CONSIGNE ÉCRITE A: Indiquez si chacun des énoncés suivants concorde avec le passage sur le jeune homme de Byrsa : (i) l'exposition a attiré quelques milliers de Tunisiens ; (ii) selon M. Mohamed Zine el Abidine, l'État peut assumer seul tout le soutien à la culture ; (iii) M. Mohamed Zine el Abidine dirige la Cité de la culture. Pour chaque énoncé, répondez par oui ou par non en citant mot pour mot les termes décisifs.
CONSIGNE ÉCRITE B: Recopiez fidèlement l'extrait du passage sur le jeune homme de Byrsa qui commence par « La reconstruction du » et se termine par « découvrir cet événement. ».

PASSAGE FOURNI:
La reconstruction du jeune homme de Byrsa, comme ressuscité de ses cendres et témoignant de nos origines pourrait réconcilier le Tunisien avec son héritage. En effet, cette exposition a suscité l'intérêt de quelques milliers de nos compatriotes venus découvrir cet événement.
M. Mohamed Zine el Abidine, chargé de mission auprès du ministère de la Culture et de la Sauvegarde du Patrimoine et directeur de la Cité de la culture, défendait ce grand projet en invitant les hommes d'affaires à contribuer à le faire vivre. Il ajoutait que «L'Etat supporte énormément de travaux destinés à la culture, il ne peut pas tout faire à lui seul comme former, aider à la création, subventionner, et acheter. Il faut aussi que les privés et que les entreprises s'y engagent, par divers moyens comme le sponsoring, les donations, les aides ».

Extraits d'un jeu de données sur le pointage d'objets:
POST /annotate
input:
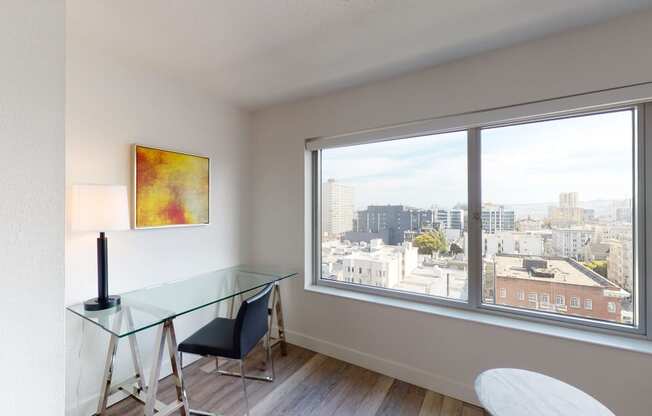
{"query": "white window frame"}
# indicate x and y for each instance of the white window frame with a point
(637, 98)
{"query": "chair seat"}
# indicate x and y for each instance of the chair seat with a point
(215, 338)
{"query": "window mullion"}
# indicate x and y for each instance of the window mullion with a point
(643, 224)
(474, 255)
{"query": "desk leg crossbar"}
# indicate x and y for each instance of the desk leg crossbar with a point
(137, 387)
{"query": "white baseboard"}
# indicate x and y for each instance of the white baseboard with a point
(400, 371)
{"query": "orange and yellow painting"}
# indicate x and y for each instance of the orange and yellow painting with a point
(171, 188)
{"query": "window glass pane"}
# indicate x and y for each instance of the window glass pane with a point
(557, 216)
(394, 214)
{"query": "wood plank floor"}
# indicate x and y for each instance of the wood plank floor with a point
(307, 384)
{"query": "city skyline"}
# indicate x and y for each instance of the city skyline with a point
(592, 155)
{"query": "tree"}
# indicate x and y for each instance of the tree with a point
(431, 242)
(598, 266)
(456, 249)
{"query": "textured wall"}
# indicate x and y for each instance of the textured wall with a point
(32, 206)
(111, 105)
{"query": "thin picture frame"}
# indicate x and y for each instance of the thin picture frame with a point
(134, 174)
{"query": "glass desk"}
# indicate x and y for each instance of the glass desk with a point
(157, 306)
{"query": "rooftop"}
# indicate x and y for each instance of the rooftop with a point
(558, 270)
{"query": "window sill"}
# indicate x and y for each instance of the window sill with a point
(639, 345)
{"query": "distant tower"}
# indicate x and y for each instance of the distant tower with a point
(568, 199)
(337, 208)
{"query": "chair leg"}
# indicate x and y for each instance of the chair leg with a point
(244, 386)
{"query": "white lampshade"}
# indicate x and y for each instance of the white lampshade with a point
(100, 208)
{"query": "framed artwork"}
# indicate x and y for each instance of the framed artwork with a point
(171, 189)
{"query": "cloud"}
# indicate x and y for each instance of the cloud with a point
(520, 164)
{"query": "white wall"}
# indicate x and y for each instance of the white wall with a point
(32, 206)
(438, 352)
(111, 105)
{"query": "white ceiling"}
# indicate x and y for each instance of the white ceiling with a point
(259, 52)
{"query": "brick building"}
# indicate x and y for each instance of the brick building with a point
(556, 284)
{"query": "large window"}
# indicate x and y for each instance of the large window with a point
(541, 218)
(393, 215)
(557, 214)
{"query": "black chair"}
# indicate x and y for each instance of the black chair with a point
(235, 338)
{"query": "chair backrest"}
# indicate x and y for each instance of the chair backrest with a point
(251, 324)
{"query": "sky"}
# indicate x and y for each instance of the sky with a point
(522, 164)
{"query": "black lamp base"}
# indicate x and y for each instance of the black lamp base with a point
(96, 305)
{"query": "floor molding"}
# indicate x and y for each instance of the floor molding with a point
(390, 368)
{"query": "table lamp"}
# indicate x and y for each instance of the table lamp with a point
(100, 208)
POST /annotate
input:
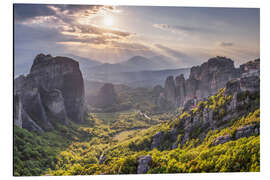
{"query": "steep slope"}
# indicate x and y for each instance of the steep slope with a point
(53, 90)
(206, 79)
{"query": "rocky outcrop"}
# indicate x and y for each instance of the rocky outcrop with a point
(251, 68)
(241, 132)
(102, 158)
(52, 91)
(157, 138)
(170, 91)
(206, 80)
(180, 89)
(106, 96)
(143, 164)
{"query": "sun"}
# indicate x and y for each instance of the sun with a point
(108, 21)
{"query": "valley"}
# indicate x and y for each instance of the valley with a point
(67, 125)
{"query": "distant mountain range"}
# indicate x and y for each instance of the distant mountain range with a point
(137, 71)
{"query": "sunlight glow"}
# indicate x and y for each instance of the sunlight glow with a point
(108, 21)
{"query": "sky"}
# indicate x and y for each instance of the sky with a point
(186, 36)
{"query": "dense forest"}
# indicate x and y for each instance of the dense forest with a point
(111, 143)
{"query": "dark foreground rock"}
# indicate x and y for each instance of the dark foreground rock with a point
(52, 91)
(143, 164)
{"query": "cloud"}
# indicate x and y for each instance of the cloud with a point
(180, 57)
(182, 29)
(24, 12)
(225, 44)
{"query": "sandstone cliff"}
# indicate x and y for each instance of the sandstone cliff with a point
(206, 79)
(52, 91)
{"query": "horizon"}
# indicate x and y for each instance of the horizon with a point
(184, 36)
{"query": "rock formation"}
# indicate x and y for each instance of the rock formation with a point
(170, 91)
(206, 79)
(143, 164)
(106, 96)
(52, 91)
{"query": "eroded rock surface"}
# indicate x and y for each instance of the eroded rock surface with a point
(52, 91)
(143, 164)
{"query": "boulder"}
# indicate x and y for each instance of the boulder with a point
(180, 90)
(106, 96)
(156, 140)
(143, 164)
(52, 91)
(222, 139)
(169, 89)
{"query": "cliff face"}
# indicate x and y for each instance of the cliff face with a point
(206, 79)
(106, 96)
(53, 90)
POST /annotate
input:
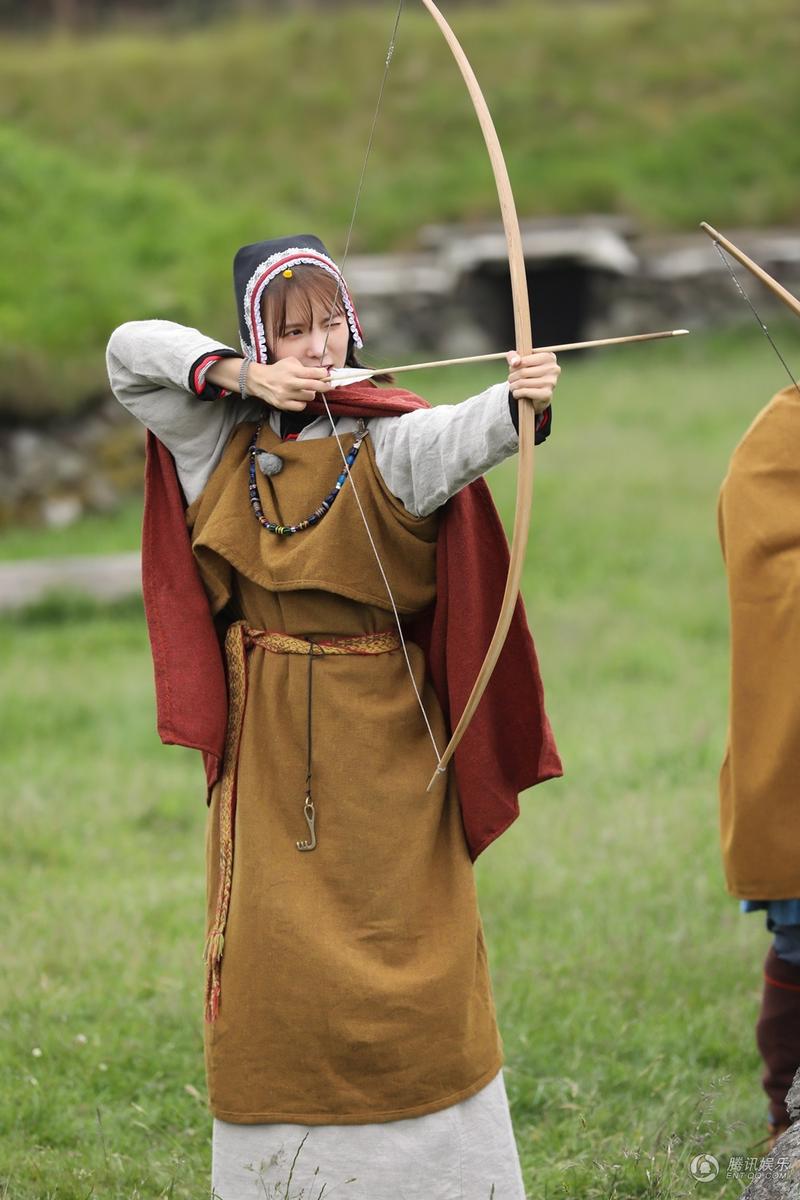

RÉPONSE COMPLÈTE A:
(i) Oui : « cette exposition a suscité l'intérêt de quelques milliers de nos compatriotes venus découvrir cet événement ».
(ii) Non : « il ne peut pas tout faire à lui seul ».
(iii) Oui : « directeur de la Cité de la culture ».

RÉPONSE COMPLÈTE B:
La reconstruction du jeune homme de Byrsa, comme ressuscité de ses cendres et témoignant de nos origines pourrait réconcilier le Tunisien avec son héritage. En effet, cette exposition a suscité l'intérêt de quelques milliers de nos compatriotes venus découvrir cet événement.